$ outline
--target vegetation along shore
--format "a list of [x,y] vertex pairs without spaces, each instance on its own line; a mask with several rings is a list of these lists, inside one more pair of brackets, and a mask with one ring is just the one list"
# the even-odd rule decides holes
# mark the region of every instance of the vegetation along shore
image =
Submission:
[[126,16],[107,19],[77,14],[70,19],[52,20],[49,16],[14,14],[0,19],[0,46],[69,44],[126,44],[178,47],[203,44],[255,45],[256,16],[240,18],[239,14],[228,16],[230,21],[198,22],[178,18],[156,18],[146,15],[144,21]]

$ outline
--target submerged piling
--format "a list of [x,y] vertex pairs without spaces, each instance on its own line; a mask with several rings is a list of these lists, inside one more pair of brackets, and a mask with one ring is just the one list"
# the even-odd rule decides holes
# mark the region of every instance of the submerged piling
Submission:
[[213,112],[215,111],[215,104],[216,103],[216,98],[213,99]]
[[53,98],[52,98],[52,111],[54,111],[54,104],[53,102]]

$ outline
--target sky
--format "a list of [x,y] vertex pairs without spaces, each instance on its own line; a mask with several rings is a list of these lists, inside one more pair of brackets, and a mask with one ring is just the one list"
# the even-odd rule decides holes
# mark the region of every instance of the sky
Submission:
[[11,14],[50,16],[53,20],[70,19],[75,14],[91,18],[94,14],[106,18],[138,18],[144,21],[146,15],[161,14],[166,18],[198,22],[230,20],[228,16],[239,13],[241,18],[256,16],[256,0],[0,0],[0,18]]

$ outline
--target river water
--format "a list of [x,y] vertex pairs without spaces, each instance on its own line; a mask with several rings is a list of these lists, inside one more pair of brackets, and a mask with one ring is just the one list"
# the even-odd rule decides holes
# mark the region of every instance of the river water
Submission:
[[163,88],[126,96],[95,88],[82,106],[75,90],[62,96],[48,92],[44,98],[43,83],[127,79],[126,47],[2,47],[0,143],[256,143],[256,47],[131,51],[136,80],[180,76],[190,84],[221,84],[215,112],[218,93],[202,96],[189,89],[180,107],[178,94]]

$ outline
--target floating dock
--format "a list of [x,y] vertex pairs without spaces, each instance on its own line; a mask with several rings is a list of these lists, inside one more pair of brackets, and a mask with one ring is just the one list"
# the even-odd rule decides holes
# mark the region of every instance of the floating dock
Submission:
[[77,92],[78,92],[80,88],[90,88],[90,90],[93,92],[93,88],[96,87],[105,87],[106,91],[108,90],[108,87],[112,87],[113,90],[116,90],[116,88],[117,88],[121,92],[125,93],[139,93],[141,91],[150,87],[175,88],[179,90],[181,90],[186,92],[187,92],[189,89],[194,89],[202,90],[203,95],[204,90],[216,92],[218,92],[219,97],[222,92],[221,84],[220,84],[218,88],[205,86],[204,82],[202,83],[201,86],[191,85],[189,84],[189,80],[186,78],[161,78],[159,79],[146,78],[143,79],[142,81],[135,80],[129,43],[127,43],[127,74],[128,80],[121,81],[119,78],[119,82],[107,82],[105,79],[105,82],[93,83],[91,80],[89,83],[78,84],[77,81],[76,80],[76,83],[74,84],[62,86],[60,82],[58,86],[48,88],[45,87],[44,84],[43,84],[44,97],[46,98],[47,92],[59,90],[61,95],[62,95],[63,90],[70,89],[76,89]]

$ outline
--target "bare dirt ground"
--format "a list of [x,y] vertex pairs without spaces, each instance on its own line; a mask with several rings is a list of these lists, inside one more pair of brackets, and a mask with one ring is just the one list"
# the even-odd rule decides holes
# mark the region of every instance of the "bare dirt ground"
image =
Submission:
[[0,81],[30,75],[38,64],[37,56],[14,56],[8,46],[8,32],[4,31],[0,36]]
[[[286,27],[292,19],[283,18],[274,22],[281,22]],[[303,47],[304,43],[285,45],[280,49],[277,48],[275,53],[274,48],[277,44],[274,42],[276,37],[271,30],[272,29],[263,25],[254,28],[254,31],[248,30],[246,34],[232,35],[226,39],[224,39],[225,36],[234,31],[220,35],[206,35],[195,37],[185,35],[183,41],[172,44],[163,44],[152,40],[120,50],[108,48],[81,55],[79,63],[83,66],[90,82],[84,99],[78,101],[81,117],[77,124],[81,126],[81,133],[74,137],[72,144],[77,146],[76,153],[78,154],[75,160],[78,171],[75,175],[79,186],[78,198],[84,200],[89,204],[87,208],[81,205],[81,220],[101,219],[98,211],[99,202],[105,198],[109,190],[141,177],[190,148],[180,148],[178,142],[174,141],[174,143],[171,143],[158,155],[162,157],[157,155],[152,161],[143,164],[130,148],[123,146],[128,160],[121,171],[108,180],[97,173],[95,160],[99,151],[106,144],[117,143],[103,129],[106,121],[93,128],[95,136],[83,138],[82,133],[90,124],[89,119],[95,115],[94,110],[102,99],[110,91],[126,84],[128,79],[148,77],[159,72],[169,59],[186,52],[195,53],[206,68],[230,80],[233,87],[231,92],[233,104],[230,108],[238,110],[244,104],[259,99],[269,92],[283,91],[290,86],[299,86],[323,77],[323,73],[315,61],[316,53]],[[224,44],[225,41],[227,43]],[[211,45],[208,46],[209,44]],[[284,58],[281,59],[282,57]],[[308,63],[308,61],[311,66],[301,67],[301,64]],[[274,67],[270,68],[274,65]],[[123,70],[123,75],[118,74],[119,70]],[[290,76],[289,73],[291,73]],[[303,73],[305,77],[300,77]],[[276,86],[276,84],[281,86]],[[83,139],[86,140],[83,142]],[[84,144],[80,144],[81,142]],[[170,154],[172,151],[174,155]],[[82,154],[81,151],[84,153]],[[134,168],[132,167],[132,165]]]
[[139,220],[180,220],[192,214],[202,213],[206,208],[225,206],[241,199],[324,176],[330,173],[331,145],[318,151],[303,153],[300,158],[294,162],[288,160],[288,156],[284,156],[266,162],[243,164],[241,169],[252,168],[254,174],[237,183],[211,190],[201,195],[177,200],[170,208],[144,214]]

_____

**DIRECTIVE**:
Hand back the material above in full, exactly as written.

**SOLUTION**:
$ outline
--target vegetation along shore
--format "a list of [x,y] vertex pairs without spaces, each instance on its own line; a mask with several rings is a list of these lists, inside one more pair of brackets, and a mask with one ring is just the one list"
# the even-odd rule decides holes
# mark the region of every instance of the vegetation along shore
image =
Submission:
[[126,16],[107,19],[77,14],[70,19],[52,20],[49,16],[14,14],[0,19],[0,46],[69,44],[126,44],[178,47],[203,44],[255,45],[256,16],[240,18],[239,14],[228,16],[230,21],[198,22],[178,18],[156,18],[146,15],[144,21]]

$ outline
--target submerged piling
--format "a list of [x,y] vertex pairs without spaces, each instance on its own line; a mask with several rings is a list of these lists, inside one more pair of brackets, and a mask with one ring is just the one list"
# the even-odd rule decides holes
# mark the region of every instance of the submerged piling
Submission:
[[213,112],[215,111],[215,104],[216,103],[216,98],[213,99]]
[[53,98],[52,98],[52,111],[54,111],[54,104],[53,102]]

$ outline
--target sky
--format "a list of [x,y] vertex pairs without spaces, each instance on its own line; a mask with several rings is a list of these lists, inside one more pair of brackets, and a mask with one ring is just the one list"
# the even-odd rule decides holes
# mark the region of every instance of the sky
Submission:
[[11,14],[50,16],[53,20],[70,19],[75,14],[91,18],[94,14],[106,18],[138,18],[144,21],[146,15],[161,14],[166,18],[198,22],[230,20],[228,16],[239,13],[241,18],[256,16],[256,0],[0,0],[0,18]]

$ outline
--target river water
--format "a list of [x,y] vertex pairs without spaces, each instance on its own line; a mask with several rings is a list of these lists, inside one more pair of brackets, and a mask with one ring is just the one list"
# the even-odd rule decides holes
# mark the region of every instance of the river water
Submission:
[[163,88],[126,96],[95,88],[82,106],[75,90],[62,96],[48,92],[44,98],[43,83],[127,79],[126,47],[2,47],[0,143],[256,143],[256,47],[131,51],[136,80],[180,76],[190,84],[221,84],[215,112],[218,93],[202,96],[189,89],[180,107],[178,94]]

$ outline
--target floating dock
--format "a list of [x,y] vertex pairs without spaces, each instance on its own line; a mask with several rings is a list of these lists, inside one more pair of brackets, and a mask with one ring is just the one list"
# the even-odd rule decides holes
# mark the region of every instance of the floating dock
Submission:
[[77,92],[78,92],[80,88],[90,88],[90,90],[93,92],[93,88],[96,87],[105,87],[106,91],[108,90],[108,87],[112,87],[113,90],[116,90],[116,88],[117,88],[121,92],[125,93],[139,93],[141,91],[150,87],[175,88],[179,90],[181,90],[186,92],[187,92],[189,89],[194,89],[202,90],[203,95],[204,90],[216,92],[218,92],[219,97],[222,92],[221,84],[220,84],[218,88],[205,86],[204,82],[202,83],[201,86],[191,85],[189,84],[189,80],[186,78],[161,78],[159,79],[146,78],[143,79],[142,81],[135,80],[129,43],[127,43],[127,74],[128,80],[121,81],[119,78],[119,82],[107,82],[105,79],[105,82],[93,83],[91,80],[89,83],[78,84],[77,81],[76,80],[76,83],[74,84],[62,86],[60,82],[58,86],[48,88],[45,87],[44,84],[43,84],[44,97],[46,98],[47,92],[59,90],[61,95],[62,95],[63,90],[70,89],[76,89]]

$ outline
--target "bare dirt ground"
--format "a list of [x,y] vertex pairs without spaces, each instance on its own line; a mask with several rings is a list of these lists, inside one more pair of brackets, and a mask with one ring is just the one list"
# the even-odd rule decides holes
# mark the region of every instance of the "bare dirt ground"
image =
Submission:
[[0,81],[30,75],[38,64],[37,56],[14,56],[8,46],[8,32],[4,31],[0,36]]
[[[286,27],[292,19],[283,18],[274,22],[281,22]],[[303,47],[304,43],[285,45],[280,49],[277,48],[275,53],[274,48],[277,44],[274,42],[276,37],[271,30],[272,29],[263,25],[254,28],[254,31],[248,30],[246,34],[232,35],[226,39],[224,39],[225,36],[234,31],[220,35],[206,35],[195,37],[185,35],[183,41],[172,44],[163,44],[152,40],[120,50],[108,48],[81,55],[79,63],[83,66],[90,82],[84,99],[78,101],[81,117],[77,124],[81,126],[81,133],[74,137],[72,144],[77,146],[76,153],[78,154],[75,160],[78,171],[75,175],[79,186],[78,198],[84,200],[89,204],[87,208],[81,205],[81,220],[101,219],[98,211],[99,202],[105,198],[109,190],[141,177],[190,148],[180,148],[178,142],[174,141],[174,143],[171,143],[158,155],[162,157],[157,155],[152,161],[143,164],[130,148],[123,146],[128,160],[121,171],[108,180],[97,173],[95,160],[99,151],[106,144],[117,143],[103,129],[106,121],[93,128],[95,136],[83,138],[82,133],[90,124],[89,119],[95,115],[94,110],[102,99],[110,91],[126,84],[128,79],[148,77],[159,72],[169,59],[186,52],[195,53],[206,68],[230,80],[233,87],[231,92],[233,104],[230,108],[238,110],[244,104],[259,99],[269,92],[283,91],[290,86],[299,86],[323,77],[323,73],[315,61],[316,53]],[[224,44],[225,41],[227,43]],[[211,45],[208,46],[209,44]],[[284,58],[281,59],[282,57]],[[308,63],[308,61],[311,66],[301,67],[301,64]],[[274,67],[270,68],[274,65]],[[123,70],[123,75],[118,74],[119,70]],[[290,76],[289,73],[291,73]],[[303,73],[305,77],[300,77]],[[276,86],[276,84],[281,86]],[[83,139],[86,140],[83,142]],[[84,144],[80,144],[81,142]],[[170,154],[172,151],[174,155]],[[82,154],[81,151],[84,153]],[[134,168],[132,167],[132,165]]]
[[139,220],[180,220],[192,214],[202,213],[206,208],[225,206],[241,199],[324,176],[330,173],[331,145],[318,151],[303,153],[300,158],[294,162],[288,160],[288,156],[284,156],[266,162],[243,164],[241,169],[252,168],[254,174],[237,183],[211,190],[201,195],[177,200],[170,208],[144,214]]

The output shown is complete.